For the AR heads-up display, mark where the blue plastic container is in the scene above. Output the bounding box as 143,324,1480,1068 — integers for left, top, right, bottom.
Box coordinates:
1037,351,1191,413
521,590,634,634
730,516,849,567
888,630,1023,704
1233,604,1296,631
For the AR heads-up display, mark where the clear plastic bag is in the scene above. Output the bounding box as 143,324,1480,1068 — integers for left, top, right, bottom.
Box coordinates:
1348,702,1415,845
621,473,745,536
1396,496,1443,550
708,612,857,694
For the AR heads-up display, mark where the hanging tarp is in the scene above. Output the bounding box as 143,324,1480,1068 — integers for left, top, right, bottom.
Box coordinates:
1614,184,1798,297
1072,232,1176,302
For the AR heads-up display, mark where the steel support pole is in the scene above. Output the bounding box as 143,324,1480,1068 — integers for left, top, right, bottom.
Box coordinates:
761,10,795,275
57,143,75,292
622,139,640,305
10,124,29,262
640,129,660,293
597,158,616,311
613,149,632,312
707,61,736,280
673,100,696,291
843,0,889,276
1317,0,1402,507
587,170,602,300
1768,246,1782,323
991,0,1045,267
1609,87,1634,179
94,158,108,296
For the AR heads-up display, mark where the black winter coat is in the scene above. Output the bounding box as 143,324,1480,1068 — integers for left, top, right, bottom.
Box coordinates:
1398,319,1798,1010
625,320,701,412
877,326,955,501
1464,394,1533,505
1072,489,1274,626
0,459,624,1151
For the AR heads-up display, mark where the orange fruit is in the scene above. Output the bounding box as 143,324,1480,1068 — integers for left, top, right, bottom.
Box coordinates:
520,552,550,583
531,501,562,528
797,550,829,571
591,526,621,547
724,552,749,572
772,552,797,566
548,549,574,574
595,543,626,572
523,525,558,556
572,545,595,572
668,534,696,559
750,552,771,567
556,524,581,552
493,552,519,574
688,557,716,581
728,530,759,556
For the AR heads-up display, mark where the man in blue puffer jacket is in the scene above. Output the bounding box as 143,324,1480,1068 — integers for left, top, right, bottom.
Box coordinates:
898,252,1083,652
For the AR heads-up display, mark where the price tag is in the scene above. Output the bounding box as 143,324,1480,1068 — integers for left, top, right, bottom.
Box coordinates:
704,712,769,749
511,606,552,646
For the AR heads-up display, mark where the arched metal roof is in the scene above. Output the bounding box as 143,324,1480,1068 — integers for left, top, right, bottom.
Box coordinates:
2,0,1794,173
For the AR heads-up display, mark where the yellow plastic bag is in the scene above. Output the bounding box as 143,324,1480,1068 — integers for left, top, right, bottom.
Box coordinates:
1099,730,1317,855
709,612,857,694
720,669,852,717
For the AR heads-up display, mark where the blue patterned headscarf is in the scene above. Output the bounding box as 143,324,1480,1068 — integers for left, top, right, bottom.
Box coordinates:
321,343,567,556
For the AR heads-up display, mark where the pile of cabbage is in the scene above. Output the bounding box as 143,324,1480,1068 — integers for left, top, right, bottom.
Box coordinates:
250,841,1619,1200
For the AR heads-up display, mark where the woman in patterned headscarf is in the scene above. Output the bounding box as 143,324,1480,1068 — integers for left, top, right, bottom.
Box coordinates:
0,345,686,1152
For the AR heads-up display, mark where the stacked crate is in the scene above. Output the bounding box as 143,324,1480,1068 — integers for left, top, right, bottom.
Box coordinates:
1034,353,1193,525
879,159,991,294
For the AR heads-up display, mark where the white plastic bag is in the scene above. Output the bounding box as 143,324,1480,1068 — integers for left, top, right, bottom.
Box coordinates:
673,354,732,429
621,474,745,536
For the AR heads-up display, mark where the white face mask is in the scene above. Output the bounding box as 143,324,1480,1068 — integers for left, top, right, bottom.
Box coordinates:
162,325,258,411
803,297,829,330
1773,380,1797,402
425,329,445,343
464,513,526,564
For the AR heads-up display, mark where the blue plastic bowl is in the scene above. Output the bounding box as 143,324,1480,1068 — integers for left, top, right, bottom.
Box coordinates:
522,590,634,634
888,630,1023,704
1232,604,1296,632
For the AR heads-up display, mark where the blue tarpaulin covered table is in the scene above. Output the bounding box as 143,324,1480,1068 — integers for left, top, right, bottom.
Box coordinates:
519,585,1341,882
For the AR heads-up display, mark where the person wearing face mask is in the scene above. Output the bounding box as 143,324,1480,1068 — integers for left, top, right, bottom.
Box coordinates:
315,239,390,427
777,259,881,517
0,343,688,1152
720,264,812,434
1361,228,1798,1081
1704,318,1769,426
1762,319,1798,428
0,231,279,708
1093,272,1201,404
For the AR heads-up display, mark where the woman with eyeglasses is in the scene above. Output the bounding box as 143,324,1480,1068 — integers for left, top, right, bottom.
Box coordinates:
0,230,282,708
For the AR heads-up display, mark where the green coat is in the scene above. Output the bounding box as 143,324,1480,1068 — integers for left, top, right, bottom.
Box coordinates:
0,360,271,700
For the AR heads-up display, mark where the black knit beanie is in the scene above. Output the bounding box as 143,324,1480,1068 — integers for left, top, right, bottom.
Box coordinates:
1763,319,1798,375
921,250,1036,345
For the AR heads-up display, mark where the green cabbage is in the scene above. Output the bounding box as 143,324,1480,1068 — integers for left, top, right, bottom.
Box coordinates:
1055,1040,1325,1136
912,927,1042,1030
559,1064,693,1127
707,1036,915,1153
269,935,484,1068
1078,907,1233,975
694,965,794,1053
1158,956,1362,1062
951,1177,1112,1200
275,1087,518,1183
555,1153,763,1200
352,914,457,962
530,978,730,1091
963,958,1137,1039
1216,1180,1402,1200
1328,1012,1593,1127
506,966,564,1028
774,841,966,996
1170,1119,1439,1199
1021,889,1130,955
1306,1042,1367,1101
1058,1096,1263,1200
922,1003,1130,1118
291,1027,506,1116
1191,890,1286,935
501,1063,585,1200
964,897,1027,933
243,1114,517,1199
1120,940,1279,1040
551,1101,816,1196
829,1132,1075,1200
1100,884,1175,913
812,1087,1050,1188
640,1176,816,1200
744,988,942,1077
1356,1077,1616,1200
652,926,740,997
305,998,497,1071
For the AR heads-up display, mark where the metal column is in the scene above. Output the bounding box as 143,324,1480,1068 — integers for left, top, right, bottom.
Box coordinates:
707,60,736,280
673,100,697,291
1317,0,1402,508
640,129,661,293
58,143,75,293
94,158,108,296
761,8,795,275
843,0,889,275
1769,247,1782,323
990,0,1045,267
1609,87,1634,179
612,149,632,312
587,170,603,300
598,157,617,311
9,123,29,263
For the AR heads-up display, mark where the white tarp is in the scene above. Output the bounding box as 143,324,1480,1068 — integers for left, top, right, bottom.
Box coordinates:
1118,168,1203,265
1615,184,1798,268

•••••

If a line in the records above holds the string "green", copy it out.

For the AR heads-up display, mark where the green coat is in the scene above. Output the bounding box as 143,324,1480,1068 — integers for left, top, right, bottom.
For the AR heads-up display, mark where the green cabbage is in the scene above. Output the bounding box as 143,324,1480,1068 — integers for left, top, right, bottom.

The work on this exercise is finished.